Starting with the first line, transcribe the material exactly through to the last.

———

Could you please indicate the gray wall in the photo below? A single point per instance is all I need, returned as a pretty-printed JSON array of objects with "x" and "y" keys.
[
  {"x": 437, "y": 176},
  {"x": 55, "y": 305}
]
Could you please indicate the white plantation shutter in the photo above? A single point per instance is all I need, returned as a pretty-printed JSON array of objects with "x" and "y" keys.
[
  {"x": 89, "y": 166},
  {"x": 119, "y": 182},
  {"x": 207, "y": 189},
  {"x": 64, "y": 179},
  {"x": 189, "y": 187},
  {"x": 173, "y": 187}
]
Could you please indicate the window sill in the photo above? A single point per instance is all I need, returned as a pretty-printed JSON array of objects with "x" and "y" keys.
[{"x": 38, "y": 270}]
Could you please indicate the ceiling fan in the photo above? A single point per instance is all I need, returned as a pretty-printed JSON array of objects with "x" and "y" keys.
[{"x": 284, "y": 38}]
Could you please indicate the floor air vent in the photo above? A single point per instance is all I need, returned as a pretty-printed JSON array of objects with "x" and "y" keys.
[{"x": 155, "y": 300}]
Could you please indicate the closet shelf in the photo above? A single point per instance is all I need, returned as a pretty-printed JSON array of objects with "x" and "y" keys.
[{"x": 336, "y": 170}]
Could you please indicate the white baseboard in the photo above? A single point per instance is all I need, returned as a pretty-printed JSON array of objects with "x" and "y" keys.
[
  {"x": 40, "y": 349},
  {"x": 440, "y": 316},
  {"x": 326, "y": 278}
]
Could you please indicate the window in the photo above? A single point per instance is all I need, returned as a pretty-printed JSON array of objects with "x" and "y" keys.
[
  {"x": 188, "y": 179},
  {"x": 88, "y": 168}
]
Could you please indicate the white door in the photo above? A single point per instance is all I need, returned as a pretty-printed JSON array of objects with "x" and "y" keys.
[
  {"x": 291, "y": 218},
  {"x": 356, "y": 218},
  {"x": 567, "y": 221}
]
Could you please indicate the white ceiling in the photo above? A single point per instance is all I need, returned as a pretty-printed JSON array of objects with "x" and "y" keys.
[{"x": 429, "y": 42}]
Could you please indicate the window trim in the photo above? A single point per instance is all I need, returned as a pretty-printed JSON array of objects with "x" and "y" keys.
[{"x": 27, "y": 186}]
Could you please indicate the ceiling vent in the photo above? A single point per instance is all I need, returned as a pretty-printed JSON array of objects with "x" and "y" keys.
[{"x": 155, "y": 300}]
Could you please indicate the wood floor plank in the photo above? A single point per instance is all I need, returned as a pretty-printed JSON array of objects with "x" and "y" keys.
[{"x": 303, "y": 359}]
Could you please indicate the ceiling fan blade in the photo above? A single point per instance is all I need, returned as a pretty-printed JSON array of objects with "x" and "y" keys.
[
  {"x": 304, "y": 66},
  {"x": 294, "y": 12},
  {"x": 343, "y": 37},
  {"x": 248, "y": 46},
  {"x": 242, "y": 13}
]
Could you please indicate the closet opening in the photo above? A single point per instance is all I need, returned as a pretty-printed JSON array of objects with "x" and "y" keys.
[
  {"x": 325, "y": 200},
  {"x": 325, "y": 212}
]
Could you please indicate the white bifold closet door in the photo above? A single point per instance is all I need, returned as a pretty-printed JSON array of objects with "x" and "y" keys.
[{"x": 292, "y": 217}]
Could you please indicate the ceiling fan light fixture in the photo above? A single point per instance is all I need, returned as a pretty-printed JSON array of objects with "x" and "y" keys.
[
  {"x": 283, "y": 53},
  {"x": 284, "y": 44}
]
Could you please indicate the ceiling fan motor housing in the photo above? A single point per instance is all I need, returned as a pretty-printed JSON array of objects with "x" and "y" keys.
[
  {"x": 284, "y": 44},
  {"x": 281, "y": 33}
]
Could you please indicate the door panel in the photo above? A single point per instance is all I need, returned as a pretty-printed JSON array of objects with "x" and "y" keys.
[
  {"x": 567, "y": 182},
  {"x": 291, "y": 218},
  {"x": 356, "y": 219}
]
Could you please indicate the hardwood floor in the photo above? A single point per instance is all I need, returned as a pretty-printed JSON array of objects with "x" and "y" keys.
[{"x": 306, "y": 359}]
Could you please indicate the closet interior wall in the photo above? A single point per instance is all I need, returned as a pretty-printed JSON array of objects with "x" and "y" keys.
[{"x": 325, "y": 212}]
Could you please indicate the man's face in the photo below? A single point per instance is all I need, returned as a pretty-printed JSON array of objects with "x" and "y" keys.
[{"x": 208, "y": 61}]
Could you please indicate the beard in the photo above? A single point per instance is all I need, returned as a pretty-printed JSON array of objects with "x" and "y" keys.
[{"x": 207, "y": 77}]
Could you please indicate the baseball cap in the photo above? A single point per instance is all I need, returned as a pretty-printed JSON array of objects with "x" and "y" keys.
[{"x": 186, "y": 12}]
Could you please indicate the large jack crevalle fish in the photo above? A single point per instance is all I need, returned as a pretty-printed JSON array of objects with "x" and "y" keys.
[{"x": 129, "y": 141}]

———

• EXERCISE RESULT
Could you please indicate the gray wall in the photo below? A single point per instance is all I need, returned as a pretty-printed JSON array of objects with "x" and "y" keys.
[
  {"x": 437, "y": 176},
  {"x": 55, "y": 305}
]
Could you please indicate the white plantation shutter in the photo above? A single point per instance is all I need, returned as a pretty-printed JSON array of objects with "x" and "y" keys.
[
  {"x": 89, "y": 166},
  {"x": 119, "y": 182},
  {"x": 207, "y": 189},
  {"x": 64, "y": 179},
  {"x": 189, "y": 187},
  {"x": 173, "y": 187}
]
Could you please indicate the window sill in the photo above? A single point per instance is all I need, returned as a pretty-printed JSON array of objects with "x" and "y" keys.
[{"x": 38, "y": 270}]
Could you please indicate the ceiling fan in the photo above? A single point per instance is all I need, returned as a pretty-printed JSON array of objects with "x" and "y" keys.
[{"x": 284, "y": 38}]
Could you please indicate the floor air vent in the photo above? A single point per instance is all I need, returned as a pretty-printed JSON array of objects with "x" and "y" keys.
[{"x": 155, "y": 300}]
Could you please indicate the closet shelf in the photo above? A single point per instance is all I need, returned as a pretty-printed JSON array of objects with "x" and "y" keys.
[{"x": 336, "y": 170}]
Could you please indicate the white baseboard in the photo above? A single point per instance is all I need, returned as a pretty-printed JSON array of objects with "x" and "y" keys.
[
  {"x": 40, "y": 349},
  {"x": 440, "y": 316},
  {"x": 326, "y": 278}
]
Could you please indicate the window in the photo above? A single point per instance is all I need, returned as a pretty-printed JSON array of objects with "x" and "y" keys.
[
  {"x": 188, "y": 179},
  {"x": 88, "y": 168}
]
Could you please indicate the white door in the photo above? A single point per instance is all I need, returned as a pretty-printed JSON array of objects with "x" and "y" keys.
[
  {"x": 291, "y": 218},
  {"x": 356, "y": 218},
  {"x": 567, "y": 221}
]
Could you please indicate the white ceiling in the photo above? A single point per instance is all I need, returned as a pretty-printed JSON array of objects with "x" and "y" keys.
[{"x": 429, "y": 42}]
Could you please indicate the window trim in the photo above? A single point per instance is all I need, returned as a pretty-printed JSON array of objects with "x" and "y" keys.
[{"x": 27, "y": 186}]
Could you please indicate the ceiling vent in the photo above? A single point per instance is all I need, returned as a pretty-printed JSON array of objects with "x" and "y" keys.
[{"x": 155, "y": 300}]
Could you please indicate the wood floor plank in the photo above? A single point per instance is all I need, returned as a pretty-printed JSON array of objects with "x" and "y" keys.
[{"x": 303, "y": 359}]
Could you please indicate the ceiling fan blade in the photo above? A single point per instance is all I need, returned as a pretty-printed JSON array of objects with "x" and "y" keys.
[
  {"x": 304, "y": 66},
  {"x": 294, "y": 12},
  {"x": 343, "y": 37},
  {"x": 248, "y": 46},
  {"x": 242, "y": 13}
]
Could you please indicate the closet opening in the photo above? A single point per instance is all I need, returned as a pretty-printed JSON array of objects with "x" and "y" keys.
[
  {"x": 325, "y": 200},
  {"x": 325, "y": 212}
]
Could you please indicate the white bifold closet door in the photo above? A single point per instance is all I need, returned as a pretty-printed JSON array of objects with "x" and "y" keys.
[{"x": 292, "y": 217}]
Could you please indicate the ceiling fan light fixture in the photo above? A single point per instance is all I need, returned as a pretty-printed JSON array of objects with "x" and "y" keys.
[
  {"x": 283, "y": 53},
  {"x": 284, "y": 44}
]
Could you please indicate the ceiling fan motor housing in the photo above? A single point per instance is all I need, returned as a pretty-printed JSON array of objects with "x" and "y" keys.
[
  {"x": 284, "y": 44},
  {"x": 281, "y": 33}
]
Could you please indicate the door panel in the photo above? A single point per instance is all I need, returned as a pretty-printed JSON array of objects with "x" and "y" keys.
[
  {"x": 567, "y": 182},
  {"x": 291, "y": 218},
  {"x": 356, "y": 219}
]
Could you please indicate the hardwood floor in the photo above? A single point per instance is all I need, returned as a pretty-printed JSON array of objects with "x" and "y" keys.
[{"x": 306, "y": 359}]
Could you please indicate the closet interior wall in the photo above? A single point per instance is all I need, returned as a pretty-printed JSON array of objects with "x" and "y" keys.
[{"x": 325, "y": 212}]
Could you please indicate the man's face in the photo below? A single point per instance is all I need, returned as a pretty-printed JSON array of objects with "x" and "y" keys.
[{"x": 208, "y": 61}]
Could you please indicate the beard in the photo above? A single point per instance is all I need, returned as a pretty-printed JSON array of objects with "x" and "y" keys.
[{"x": 207, "y": 77}]
Could you please indicate the baseball cap in the photo above? A single point per instance is all I need, returned as a pretty-printed JSON array of objects with "x" and "y" keys.
[{"x": 186, "y": 12}]
Could you please indicate the large jack crevalle fish in the photo above? A single point per instance is all I need, returned as a pretty-printed JSON array of objects with "x" and "y" keys.
[{"x": 129, "y": 141}]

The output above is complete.